> Given data
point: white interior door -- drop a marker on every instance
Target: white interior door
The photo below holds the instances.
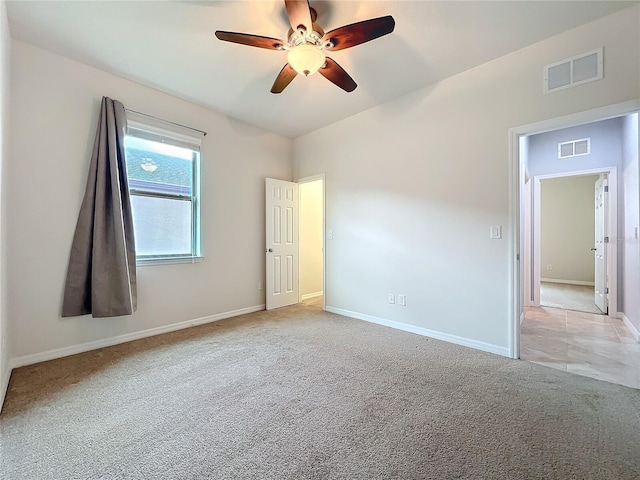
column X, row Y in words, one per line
column 281, row 199
column 600, row 250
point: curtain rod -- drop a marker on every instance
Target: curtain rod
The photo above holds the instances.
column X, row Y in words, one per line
column 167, row 121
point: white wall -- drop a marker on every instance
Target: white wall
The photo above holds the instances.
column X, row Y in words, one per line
column 606, row 151
column 413, row 185
column 311, row 238
column 5, row 52
column 567, row 228
column 55, row 104
column 631, row 215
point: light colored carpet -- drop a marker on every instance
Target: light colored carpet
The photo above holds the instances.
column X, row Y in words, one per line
column 569, row 297
column 298, row 393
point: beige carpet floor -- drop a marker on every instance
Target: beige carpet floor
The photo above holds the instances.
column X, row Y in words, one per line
column 570, row 297
column 298, row 393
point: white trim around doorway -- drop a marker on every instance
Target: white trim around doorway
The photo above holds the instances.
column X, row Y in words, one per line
column 314, row 178
column 611, row 232
column 515, row 168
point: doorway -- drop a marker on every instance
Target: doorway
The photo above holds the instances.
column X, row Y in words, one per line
column 596, row 345
column 574, row 213
column 294, row 250
column 312, row 265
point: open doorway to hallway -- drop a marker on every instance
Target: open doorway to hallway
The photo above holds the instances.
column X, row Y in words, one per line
column 564, row 336
column 568, row 242
column 312, row 240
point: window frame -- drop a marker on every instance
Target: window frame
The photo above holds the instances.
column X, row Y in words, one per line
column 157, row 131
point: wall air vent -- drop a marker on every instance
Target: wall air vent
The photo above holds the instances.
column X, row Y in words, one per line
column 583, row 68
column 574, row 148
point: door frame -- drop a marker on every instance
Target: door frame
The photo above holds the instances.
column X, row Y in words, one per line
column 516, row 170
column 611, row 222
column 302, row 180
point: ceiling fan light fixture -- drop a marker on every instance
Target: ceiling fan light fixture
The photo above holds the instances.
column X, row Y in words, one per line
column 306, row 59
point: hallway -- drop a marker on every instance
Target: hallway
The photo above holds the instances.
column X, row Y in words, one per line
column 586, row 344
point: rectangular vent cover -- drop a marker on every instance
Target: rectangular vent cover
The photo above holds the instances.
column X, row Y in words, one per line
column 583, row 68
column 574, row 148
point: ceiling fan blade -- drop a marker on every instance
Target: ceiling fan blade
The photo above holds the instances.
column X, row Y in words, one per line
column 284, row 78
column 299, row 14
column 360, row 32
column 251, row 40
column 336, row 74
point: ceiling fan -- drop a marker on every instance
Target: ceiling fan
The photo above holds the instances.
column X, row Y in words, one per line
column 307, row 43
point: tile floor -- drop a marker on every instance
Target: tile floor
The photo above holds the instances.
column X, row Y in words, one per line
column 582, row 343
column 571, row 297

> Task brief
Full copy, no pictures: write out each line of the data exactly as it stands.

> Completed exercise
point: white interior door -- drop a marker on every instance
Target: white interior door
The photo below holds the instances.
column X, row Y in words, one per line
column 281, row 199
column 600, row 250
point: curtain rod -- drop a marker on every instance
Target: curtain rod
The photo above holds the instances.
column X, row Y in words, one per line
column 167, row 121
point: white wall -- drop a marker on every instance
Target: white wall
The photo above holds the instances.
column X, row Y in words, one per line
column 606, row 151
column 413, row 185
column 311, row 238
column 5, row 52
column 567, row 228
column 55, row 104
column 631, row 215
point: light colored carpet -- drop a marker on every instance
Target: light colored carpet
The photo above holds the instances.
column X, row Y in words, one per line
column 569, row 297
column 298, row 393
point: beige carpet floor -- drop a marker on every instance
Target: beige carpet floor
The photo above holds the instances.
column X, row Y in words, one per line
column 570, row 297
column 298, row 393
point: white trim around doorway -- drop a marker on every instance
Target: white trim around doorway
The photo above holds the instances.
column X, row Y in words, one per line
column 314, row 178
column 611, row 232
column 515, row 168
point: doorway -- drop a marker on every instance
Target: doorway
The photo above holds the instances.
column X, row Y in words, one per line
column 596, row 345
column 574, row 213
column 294, row 250
column 312, row 265
point: open doorway to hallway -- drop a marker on every instance
Target: open doorway to hallway
The photo above holds the instances.
column X, row Y in words, one per line
column 564, row 336
column 568, row 242
column 312, row 240
point: window frame -- drop a marker on every instance
Target: window frame
The photo above holds the instances.
column X, row Y in words, one per line
column 157, row 131
point: wall air vent -- drop a marker on every instance
Target: wall air vent
The photo above holds the instances.
column X, row Y in words, one per line
column 583, row 68
column 574, row 148
point: door frame -- drop a marker on every instance
Target: door frame
The photo above holds the instances.
column X, row Y in words, one per line
column 516, row 170
column 611, row 222
column 302, row 180
point: ceiling fan light fixture -- drop a marker on every instance
Target: ceiling fan light fixture
The photo above holds the instances.
column X, row Y in words, one per line
column 306, row 59
point: hallway -- drop a marker on every instance
Target: hallway
The photo above holds the instances.
column X, row Y in words, one per line
column 586, row 344
point: rectangular vent cover -- drop a marker on every instance
Target: rectangular vent cover
The photo above holds the instances.
column X, row Y in words, one per line
column 583, row 68
column 574, row 148
point: ceiling fan blade -- drop a marker on every instance
Target: ceiling fan blade
The photo above holds the instances.
column X, row Y in words, one per line
column 284, row 78
column 299, row 14
column 360, row 32
column 251, row 40
column 336, row 74
point: ceiling fan -- drop a marker on every instance
Target: ceiling fan
The photo above holds the instances.
column X, row Y in words, one per line
column 307, row 43
point: tile floor -- drop a marker on every instance
Target: tile floor
The photo above holds the instances.
column X, row Y in words, one per line
column 582, row 343
column 571, row 297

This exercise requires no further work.